◆ What you have to do:
Repeat exactly each line of the data provided below.

◆ Entries supplied:
▼

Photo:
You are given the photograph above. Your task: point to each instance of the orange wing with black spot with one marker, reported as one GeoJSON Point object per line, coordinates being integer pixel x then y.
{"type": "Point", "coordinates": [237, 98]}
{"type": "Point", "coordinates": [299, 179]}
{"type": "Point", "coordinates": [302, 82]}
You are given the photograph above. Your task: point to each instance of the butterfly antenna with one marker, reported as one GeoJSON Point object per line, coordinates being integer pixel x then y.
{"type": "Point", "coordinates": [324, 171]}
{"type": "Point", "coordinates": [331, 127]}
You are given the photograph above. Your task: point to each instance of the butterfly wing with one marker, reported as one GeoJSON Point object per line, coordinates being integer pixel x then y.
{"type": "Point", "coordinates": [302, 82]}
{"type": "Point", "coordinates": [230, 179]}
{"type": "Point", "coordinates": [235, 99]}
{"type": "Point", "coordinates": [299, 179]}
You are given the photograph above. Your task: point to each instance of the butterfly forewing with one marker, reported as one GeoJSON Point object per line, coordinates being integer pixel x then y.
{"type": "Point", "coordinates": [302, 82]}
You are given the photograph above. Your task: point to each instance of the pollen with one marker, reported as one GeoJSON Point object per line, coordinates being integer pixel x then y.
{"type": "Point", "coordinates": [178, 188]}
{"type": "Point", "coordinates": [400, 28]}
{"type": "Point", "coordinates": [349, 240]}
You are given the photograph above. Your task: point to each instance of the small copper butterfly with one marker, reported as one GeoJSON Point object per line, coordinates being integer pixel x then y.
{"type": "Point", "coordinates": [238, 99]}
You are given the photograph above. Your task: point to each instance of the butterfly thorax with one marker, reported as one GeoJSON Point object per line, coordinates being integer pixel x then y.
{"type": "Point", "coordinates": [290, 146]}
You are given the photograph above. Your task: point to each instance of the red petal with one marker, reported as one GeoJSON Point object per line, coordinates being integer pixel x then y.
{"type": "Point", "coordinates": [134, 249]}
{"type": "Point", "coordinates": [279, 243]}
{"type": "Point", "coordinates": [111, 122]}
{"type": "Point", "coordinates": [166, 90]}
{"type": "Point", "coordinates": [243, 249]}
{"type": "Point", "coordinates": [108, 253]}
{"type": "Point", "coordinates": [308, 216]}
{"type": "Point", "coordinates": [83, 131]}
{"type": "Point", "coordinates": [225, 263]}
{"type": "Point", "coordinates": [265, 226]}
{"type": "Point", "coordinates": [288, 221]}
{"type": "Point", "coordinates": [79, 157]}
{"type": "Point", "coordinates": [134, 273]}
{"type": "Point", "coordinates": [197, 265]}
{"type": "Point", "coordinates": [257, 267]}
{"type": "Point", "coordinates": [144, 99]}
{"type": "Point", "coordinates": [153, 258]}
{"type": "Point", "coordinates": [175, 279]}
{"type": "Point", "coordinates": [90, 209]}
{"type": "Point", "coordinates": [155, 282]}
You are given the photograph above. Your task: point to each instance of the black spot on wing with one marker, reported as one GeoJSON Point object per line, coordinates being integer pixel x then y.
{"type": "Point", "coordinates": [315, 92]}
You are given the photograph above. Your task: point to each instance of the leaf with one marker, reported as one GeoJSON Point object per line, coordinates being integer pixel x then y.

▲

◆ Reply:
Photo:
You are given the photograph above. Your task: point to each instance of the orange wing with black spot with one marker, reported as one GeoJSON Point object per line, coordinates being integer pixel x then y.
{"type": "Point", "coordinates": [237, 98]}
{"type": "Point", "coordinates": [299, 179]}
{"type": "Point", "coordinates": [302, 82]}
You are given the photograph above. Your task: point to each instance of the butterfly antenna with one marker, reported as one GeoJSON Point object per line, coordinates being integer pixel x then y.
{"type": "Point", "coordinates": [324, 171]}
{"type": "Point", "coordinates": [331, 127]}
You are given the photograph above. Your task: point to each instance of the butterfly wing with one marker, reported as one GeoJSON Point object per line, coordinates being integer pixel x then y.
{"type": "Point", "coordinates": [302, 82]}
{"type": "Point", "coordinates": [230, 179]}
{"type": "Point", "coordinates": [235, 99]}
{"type": "Point", "coordinates": [299, 179]}
You are given the photograph above. Your task: point to each instance of the butterfly forewing with one marker, reported as one GeoJSON Point object per line, coordinates being integer pixel x then y.
{"type": "Point", "coordinates": [302, 82]}
You are given the photograph above. Your task: point to each instance of the pollen with one marker, reported as one GeoJSON Point object per line, coordinates being integer pixel x then y.
{"type": "Point", "coordinates": [178, 188]}
{"type": "Point", "coordinates": [400, 28]}
{"type": "Point", "coordinates": [349, 240]}
You are given the photograph above. Your task: point to each instance of the small copper butterfly with one marker, reported as one GeoJSON Point object per line, coordinates being integer pixel x then y.
{"type": "Point", "coordinates": [238, 99]}
You are given the photograph above. Your task: point to each instance of the butterfly thorax with one marker, reported as one GeoJSON Point object per line, coordinates being integer pixel x then y.
{"type": "Point", "coordinates": [290, 146]}
You are given the photograph above. Your task: point to each instance of the red petal with one marker, reported as one GeoJSON Point object per line, coordinates being integer pixel x then y.
{"type": "Point", "coordinates": [134, 249]}
{"type": "Point", "coordinates": [279, 243]}
{"type": "Point", "coordinates": [111, 122]}
{"type": "Point", "coordinates": [166, 90]}
{"type": "Point", "coordinates": [243, 249]}
{"type": "Point", "coordinates": [108, 253]}
{"type": "Point", "coordinates": [308, 216]}
{"type": "Point", "coordinates": [83, 131]}
{"type": "Point", "coordinates": [225, 263]}
{"type": "Point", "coordinates": [265, 226]}
{"type": "Point", "coordinates": [288, 221]}
{"type": "Point", "coordinates": [79, 157]}
{"type": "Point", "coordinates": [134, 273]}
{"type": "Point", "coordinates": [197, 265]}
{"type": "Point", "coordinates": [257, 267]}
{"type": "Point", "coordinates": [144, 99]}
{"type": "Point", "coordinates": [153, 258]}
{"type": "Point", "coordinates": [175, 279]}
{"type": "Point", "coordinates": [90, 209]}
{"type": "Point", "coordinates": [155, 282]}
You are given the photograph above. Your task: point to each instance of the black spot on wing with one marker, reported as one GeoJSON Point object per line, coordinates being integer pixel x then y.
{"type": "Point", "coordinates": [315, 92]}
You are given the photograph above. Your task: point to each instance of the leaf with one marker, reported as one GeoJSON Point object per line, coordinates being integer pixel x then y.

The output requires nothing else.